* Task brief *
In all of the items below, swap "detection query" for "detection prompt" and change nothing else. Leave the pictures out of your answer.

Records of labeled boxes
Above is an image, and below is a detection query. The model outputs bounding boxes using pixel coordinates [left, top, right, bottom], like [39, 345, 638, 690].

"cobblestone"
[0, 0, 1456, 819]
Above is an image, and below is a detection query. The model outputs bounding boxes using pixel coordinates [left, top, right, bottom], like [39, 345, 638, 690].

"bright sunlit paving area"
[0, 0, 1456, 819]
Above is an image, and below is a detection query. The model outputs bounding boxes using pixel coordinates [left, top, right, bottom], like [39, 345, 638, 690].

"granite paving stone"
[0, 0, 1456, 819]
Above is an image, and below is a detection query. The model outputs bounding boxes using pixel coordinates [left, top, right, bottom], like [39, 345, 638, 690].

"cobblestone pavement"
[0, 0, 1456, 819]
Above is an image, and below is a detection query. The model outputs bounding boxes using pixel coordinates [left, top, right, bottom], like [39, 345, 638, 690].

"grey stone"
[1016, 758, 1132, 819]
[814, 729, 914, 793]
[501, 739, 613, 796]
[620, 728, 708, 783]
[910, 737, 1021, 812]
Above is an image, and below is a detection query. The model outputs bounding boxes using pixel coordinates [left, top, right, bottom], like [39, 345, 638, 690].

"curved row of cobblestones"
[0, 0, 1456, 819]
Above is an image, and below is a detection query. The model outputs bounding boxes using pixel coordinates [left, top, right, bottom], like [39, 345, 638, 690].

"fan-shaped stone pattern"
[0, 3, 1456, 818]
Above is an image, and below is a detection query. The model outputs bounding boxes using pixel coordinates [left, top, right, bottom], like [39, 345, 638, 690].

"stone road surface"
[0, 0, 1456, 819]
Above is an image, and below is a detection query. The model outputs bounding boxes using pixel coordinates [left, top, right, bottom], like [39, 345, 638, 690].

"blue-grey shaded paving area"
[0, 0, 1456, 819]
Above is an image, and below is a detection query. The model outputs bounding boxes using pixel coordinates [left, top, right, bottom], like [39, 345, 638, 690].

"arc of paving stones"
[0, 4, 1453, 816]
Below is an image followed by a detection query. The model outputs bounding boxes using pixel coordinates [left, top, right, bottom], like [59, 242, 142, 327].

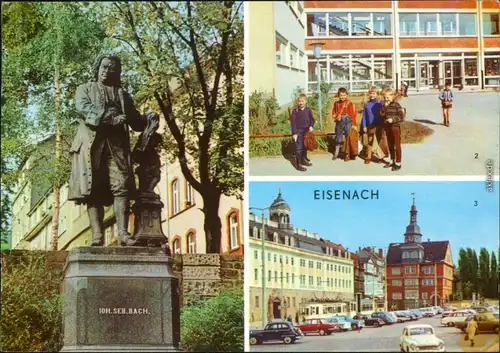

* Answer to this problem *
Above is an image, and below is a detection prompt. The model outputs bounding boxes using pixel coordinates [left, top, right, bottom], like [39, 345, 638, 690].

"cobblestone"
[0, 0, 1456, 819]
Above is an image, and below is a detection prompt. The model outputs bounding boxes using pixel coordinates [left, top, right, bottom], like [39, 345, 638, 690].

"bright sunlit paving area"
[0, 0, 1456, 819]
Above is an image, and below is a detection prompt. The model outputs bounding boxes using pixel coordinates [left, top, right, bottom], like [39, 345, 638, 690].

"granite paving stone"
[0, 0, 1456, 819]
Above is an image, and below is a detection prompt. The model outputs bounding boxes using pixel coordinates [left, top, right, bottom], like [39, 345, 638, 690].

"cobblestone pavement"
[0, 0, 1456, 819]
Above is an image, and below is a detection prompt. The model outputs bounding boxes using pixel coordinates [left, top, right, bottom], like [39, 345, 638, 690].

"grey stone"
[1016, 758, 1132, 819]
[814, 729, 914, 793]
[501, 739, 613, 796]
[620, 728, 708, 783]
[910, 737, 1021, 812]
Above is an image, and below is a detection prompt. The model outputs bounding boxes using pixel coordinates [left, top, right, bottom], like [39, 345, 638, 690].

"curved row of cobblestones"
[0, 0, 1456, 819]
Above is an image, and below is a detection prompt. The model outputs bounding boxes using pixel coordinates [left, top, right, bottom], like [39, 345, 638, 690].

"fan-shaped stone pattern"
[0, 3, 1456, 818]
Above is an image, and below is a detection prompt. The model outputs bounding boxes using pixel coordinates [left, top, right, bottom], like [39, 345, 638, 690].

"stone road surface"
[0, 0, 1456, 819]
Above is an image, and below is a detection prompt. The model outputs bounding boxes using pixel coordinates [left, top, right, bottom], like [39, 345, 638, 690].

"blue-grey shaded paving area"
[0, 0, 1456, 819]
Above is an image, and below is a detection prompt. The model outputs bounding boxes using pixel coordinates [left, top, right, bottom], like [39, 345, 638, 690].

"arc of paving stones"
[0, 4, 1453, 816]
Below is an image followed by a detection prompt. The model outputs bounding boxes using pixel coordinates [left, top, right, bottom], like [59, 242, 142, 327].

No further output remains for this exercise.